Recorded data
------------------------

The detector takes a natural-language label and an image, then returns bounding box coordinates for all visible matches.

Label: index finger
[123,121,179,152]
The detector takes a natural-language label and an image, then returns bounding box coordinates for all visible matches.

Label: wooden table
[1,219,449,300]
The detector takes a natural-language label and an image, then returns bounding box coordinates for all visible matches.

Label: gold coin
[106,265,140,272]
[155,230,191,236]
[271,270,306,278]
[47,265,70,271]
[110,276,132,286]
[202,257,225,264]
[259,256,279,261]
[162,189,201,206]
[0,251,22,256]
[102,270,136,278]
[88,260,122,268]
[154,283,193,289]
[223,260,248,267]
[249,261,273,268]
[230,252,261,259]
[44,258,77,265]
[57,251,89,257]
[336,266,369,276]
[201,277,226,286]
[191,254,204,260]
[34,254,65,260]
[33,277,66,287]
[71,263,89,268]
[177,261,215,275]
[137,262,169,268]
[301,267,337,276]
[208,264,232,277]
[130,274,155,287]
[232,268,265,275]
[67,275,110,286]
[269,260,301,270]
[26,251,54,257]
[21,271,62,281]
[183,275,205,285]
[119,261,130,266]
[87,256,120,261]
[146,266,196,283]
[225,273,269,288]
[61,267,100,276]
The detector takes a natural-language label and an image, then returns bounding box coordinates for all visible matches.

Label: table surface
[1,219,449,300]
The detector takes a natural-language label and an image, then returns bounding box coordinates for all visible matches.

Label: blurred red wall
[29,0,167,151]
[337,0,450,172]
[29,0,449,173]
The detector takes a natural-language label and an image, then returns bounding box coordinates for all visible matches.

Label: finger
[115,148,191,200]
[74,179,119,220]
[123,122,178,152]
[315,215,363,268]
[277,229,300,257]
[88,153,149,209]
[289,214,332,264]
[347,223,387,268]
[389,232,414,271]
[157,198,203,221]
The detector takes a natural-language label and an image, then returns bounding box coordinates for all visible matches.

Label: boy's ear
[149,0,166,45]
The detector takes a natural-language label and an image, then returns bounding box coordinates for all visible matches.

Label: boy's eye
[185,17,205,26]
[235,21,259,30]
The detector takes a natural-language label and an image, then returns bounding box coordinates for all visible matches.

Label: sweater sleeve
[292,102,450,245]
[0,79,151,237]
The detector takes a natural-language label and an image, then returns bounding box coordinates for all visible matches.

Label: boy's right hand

------------------------

## What to work on
Please write out all the data above, exactly as it reads.

## Finished task
The detector takes a natural-language label and an image, then returns bounding box coordinates for all visible matches.

Label: index finger
[123,121,179,152]
The detector takes a natural-language label and an image, then returns bounding box coordinates for all visible matches.

Label: wooden table
[1,219,449,300]
The detector takes a natural-language label and an image, then returns bounding box coordinates for all visible matches.

Label: gold coin
[106,265,140,272]
[155,230,191,236]
[271,270,306,278]
[47,265,70,271]
[110,276,132,286]
[202,257,225,264]
[259,256,279,261]
[162,189,201,206]
[0,251,22,256]
[102,270,136,278]
[88,260,122,268]
[154,283,193,289]
[223,260,248,267]
[249,261,273,268]
[230,252,261,259]
[44,258,77,265]
[57,251,89,257]
[336,266,369,276]
[201,277,226,286]
[191,254,204,260]
[34,254,65,260]
[33,277,66,287]
[71,263,89,268]
[177,261,215,275]
[137,262,169,268]
[301,267,337,276]
[208,264,232,277]
[130,274,155,287]
[232,268,265,275]
[67,275,110,286]
[269,260,301,270]
[26,251,54,257]
[21,271,62,281]
[183,275,205,285]
[119,261,130,266]
[87,256,120,261]
[146,266,196,283]
[225,273,269,288]
[61,267,100,276]
The detector takes a natural-language label and an image, then returns bounding box coordinates for all visible matches.

Label: table surface
[1,219,449,300]
The detector takes a natural-language label and an image, then returns bounding box coordinates for all visible matches.

Label: blurred red wall
[29,0,167,151]
[337,0,450,172]
[29,0,449,173]
The detector takes a natural-language label and an image, then returns bounding box coordinates for all visible matches.

Label: finger
[115,148,191,200]
[74,179,119,220]
[123,122,178,152]
[315,215,363,268]
[277,229,300,257]
[88,153,149,209]
[289,214,332,264]
[347,223,387,268]
[389,232,414,271]
[157,198,203,221]
The detector takes a natural-language label and an image, then returns bounding box coordinates for all visible matches.

Label: boy's ear
[149,0,166,45]
The detector takes a natural-language label and an image, then returns bounding box coordinates for all visible matches.

Label: boy's eye
[185,17,205,26]
[235,21,259,30]
The detector takes a natural-language label and an image, then returns bounding box coordinates for all visible matches.

Label: sweater sleeve
[292,102,450,245]
[0,79,151,237]
The detector takes a natural-language label and an image, then returns bounding box coordinates for all visible matches.

Label: boy's right hand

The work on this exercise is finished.